10/07/2024 | 06:00
* Podeu llegir la versió en català d’aquest article aquí.
A menudo se sitúa el origen de la crisis ecológica señalando los hábitos de consumo vinculados a la riqueza. Se insiste en que el 10% más rico de la población mundial es responsable del 50% de las emisiones globales. Siendo cierto, la gente que vive en los barrios más pobres de Barcelona, Madrid o Bilbao también forman parte de ese club exclusivo. La cuestión es que ese modo de vida de la clase trabajadora del Norte Global no responde a preferencias individuales, sino a factores estructurales. Nadie viaja 80 km en coche cada mañana para ir a trabajar porque lo desee. Nadie goza gastando el 90% de sus ingresos en subsistir. Nadie que habitualmente compra chuletas de cerdo baratas es responsable del acaparamiento de tierras en Brasil para producir la soja que alimenta a los cerdos, ni de la explotación de trabajo migrante en los mataderos de Osona, ni del maltrato animal en las macrogranjas de Alcarràs ni tampoco de la contaminación de los acuíferos. La verdad incómoda de la crisis ecológica no es que haya gente que malvive y al mismo tiempo contamina, sino que hay una mayoría social que no tiene ningún control sobre las condiciones ecológicas de su propia existencia. Mientras, otros acaparan y explotan a su antojo los recursos, organizando el trabajo, la energía y el territorio bajo intereses capitalistas.

* ENTRADAS PROPORCIONADAS
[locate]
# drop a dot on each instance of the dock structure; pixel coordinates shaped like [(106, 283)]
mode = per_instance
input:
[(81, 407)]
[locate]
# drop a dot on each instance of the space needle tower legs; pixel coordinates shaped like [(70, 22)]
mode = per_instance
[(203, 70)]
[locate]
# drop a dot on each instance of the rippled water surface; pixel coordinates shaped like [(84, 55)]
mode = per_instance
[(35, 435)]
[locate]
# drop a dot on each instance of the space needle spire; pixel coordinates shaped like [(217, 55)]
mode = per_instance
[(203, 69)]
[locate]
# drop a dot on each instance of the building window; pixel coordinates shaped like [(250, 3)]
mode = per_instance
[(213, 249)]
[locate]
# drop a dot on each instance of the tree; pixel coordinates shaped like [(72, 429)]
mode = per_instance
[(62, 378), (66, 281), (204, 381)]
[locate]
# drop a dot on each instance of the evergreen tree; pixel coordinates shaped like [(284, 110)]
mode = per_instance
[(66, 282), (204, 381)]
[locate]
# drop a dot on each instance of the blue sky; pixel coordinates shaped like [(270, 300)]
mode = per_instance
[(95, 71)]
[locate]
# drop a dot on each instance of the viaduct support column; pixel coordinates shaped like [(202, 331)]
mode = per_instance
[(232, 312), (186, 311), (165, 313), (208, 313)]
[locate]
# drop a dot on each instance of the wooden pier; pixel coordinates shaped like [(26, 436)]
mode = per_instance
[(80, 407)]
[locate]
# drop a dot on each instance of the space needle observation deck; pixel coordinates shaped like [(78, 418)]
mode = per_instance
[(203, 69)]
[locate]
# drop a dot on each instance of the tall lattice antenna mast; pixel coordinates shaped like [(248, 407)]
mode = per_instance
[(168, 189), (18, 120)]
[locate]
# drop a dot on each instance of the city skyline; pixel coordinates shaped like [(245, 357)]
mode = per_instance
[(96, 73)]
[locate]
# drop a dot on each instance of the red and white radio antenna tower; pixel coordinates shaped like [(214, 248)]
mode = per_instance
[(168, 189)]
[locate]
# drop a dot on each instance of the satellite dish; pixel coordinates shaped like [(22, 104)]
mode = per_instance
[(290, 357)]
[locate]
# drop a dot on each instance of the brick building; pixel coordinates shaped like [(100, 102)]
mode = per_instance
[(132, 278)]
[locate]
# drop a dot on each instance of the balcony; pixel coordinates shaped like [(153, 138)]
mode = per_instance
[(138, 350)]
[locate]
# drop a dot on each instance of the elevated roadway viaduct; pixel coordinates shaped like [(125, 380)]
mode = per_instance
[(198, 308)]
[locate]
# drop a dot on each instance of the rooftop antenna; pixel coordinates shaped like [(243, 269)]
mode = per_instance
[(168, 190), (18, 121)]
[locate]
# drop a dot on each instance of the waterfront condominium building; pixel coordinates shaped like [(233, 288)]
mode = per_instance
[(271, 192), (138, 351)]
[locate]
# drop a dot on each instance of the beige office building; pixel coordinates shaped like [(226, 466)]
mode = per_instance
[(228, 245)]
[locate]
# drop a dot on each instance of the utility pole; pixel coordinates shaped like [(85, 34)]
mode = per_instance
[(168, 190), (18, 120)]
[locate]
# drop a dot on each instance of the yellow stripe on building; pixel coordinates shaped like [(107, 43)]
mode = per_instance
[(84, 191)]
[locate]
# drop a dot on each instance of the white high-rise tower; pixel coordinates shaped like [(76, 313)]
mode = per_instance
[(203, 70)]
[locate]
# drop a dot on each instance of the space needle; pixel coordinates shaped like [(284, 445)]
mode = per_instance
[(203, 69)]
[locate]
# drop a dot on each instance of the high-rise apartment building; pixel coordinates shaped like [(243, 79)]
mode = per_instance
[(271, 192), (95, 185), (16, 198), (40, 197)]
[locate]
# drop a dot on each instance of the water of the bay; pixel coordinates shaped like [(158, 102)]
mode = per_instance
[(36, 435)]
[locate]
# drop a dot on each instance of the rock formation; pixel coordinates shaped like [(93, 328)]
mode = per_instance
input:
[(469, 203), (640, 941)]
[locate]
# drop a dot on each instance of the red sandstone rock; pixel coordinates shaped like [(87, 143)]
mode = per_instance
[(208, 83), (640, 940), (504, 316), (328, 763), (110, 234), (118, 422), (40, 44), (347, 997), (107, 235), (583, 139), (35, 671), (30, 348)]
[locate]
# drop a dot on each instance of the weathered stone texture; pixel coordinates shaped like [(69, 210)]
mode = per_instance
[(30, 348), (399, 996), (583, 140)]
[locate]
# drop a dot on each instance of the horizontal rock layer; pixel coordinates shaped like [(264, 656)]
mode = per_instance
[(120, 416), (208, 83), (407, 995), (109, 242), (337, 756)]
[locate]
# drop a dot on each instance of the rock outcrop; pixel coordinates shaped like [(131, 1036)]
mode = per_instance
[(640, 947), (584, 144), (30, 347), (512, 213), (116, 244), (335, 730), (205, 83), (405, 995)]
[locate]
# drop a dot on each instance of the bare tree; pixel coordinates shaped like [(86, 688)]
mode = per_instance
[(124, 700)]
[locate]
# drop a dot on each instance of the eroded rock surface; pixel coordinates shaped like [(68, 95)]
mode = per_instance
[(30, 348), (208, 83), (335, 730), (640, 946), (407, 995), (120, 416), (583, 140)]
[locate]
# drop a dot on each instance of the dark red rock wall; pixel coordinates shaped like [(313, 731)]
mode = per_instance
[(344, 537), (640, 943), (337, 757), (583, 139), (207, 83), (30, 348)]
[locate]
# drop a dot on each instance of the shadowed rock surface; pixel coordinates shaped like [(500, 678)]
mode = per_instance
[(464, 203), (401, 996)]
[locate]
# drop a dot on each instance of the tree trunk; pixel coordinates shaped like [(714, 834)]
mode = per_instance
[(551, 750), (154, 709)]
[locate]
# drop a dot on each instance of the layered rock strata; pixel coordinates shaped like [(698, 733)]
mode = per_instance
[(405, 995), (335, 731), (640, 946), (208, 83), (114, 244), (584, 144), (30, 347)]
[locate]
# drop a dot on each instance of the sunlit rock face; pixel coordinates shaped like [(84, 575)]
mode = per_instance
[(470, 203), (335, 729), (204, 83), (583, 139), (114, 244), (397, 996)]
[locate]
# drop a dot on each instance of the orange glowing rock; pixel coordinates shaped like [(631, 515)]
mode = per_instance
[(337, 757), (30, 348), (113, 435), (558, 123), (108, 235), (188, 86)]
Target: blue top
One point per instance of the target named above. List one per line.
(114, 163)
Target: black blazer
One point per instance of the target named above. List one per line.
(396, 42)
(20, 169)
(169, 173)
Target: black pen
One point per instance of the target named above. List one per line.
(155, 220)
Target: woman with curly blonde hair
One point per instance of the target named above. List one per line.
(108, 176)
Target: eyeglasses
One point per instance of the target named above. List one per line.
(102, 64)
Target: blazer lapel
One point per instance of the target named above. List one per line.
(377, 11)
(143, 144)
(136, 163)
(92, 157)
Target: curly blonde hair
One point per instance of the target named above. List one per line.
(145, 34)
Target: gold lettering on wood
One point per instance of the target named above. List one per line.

* PROBLEMA 1
Según el texto sobre la crisis ecológica, ¿de qué porcentaje de las emisiones globales es responsable el 10% más rico de la población mundial?
* PROBLEMA 2
Filtra las entradas y copia cada línea que contenga la cadena "antenna".
Las entradas no guardan ninguna relación con el texto.

* SOLUCIÓN COMPLETA 1
Del 50% de las emisiones globales.

* SOLUCIÓN COMPLETA 2
# drop a dot on each instance of the tall lattice antenna mast; pixel coordinates shaped like [(248, 407)]
# drop a dot on each instance of the red and white radio antenna tower; pixel coordinates shaped like [(214, 248)]
# drop a dot on each instance of the rooftop antenna; pixel coordinates shaped like [(243, 269)]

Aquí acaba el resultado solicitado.